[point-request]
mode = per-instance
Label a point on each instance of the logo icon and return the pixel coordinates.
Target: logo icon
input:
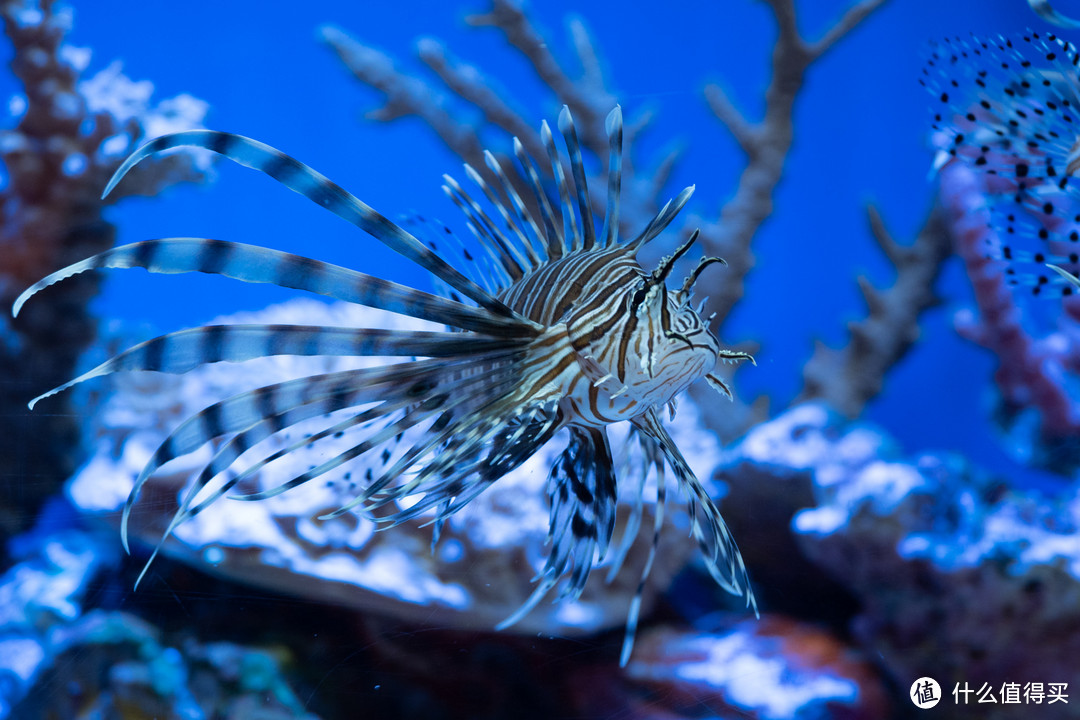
(926, 693)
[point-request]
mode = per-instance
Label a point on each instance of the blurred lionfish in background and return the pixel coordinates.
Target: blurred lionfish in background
(1010, 108)
(564, 329)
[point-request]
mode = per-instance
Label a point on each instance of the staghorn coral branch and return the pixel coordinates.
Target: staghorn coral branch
(588, 98)
(766, 143)
(850, 377)
(71, 136)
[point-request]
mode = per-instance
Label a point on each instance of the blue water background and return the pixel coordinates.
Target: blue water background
(861, 125)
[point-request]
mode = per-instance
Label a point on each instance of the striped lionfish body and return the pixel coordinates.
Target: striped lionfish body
(564, 330)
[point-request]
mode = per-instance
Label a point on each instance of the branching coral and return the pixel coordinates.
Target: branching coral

========================

• [Task item]
Go through the data and show each line that holds "Label".

• [Solution to the problem]
Label a point on each instance of the logo icon and return the pixel coordinates.
Label a point on each instance of the blurred lionfish in background and return the pixel coordinates.
Label a point on each instance of the staghorn coral branch and return the pixel coordinates.
Label a point on each instance of the blue water background and return the pixel coordinates.
Label a point on each instance of the striped lionfish body and return the pixel coordinates.
Label a point on each instance of the branching coral and return the pixel coordinates.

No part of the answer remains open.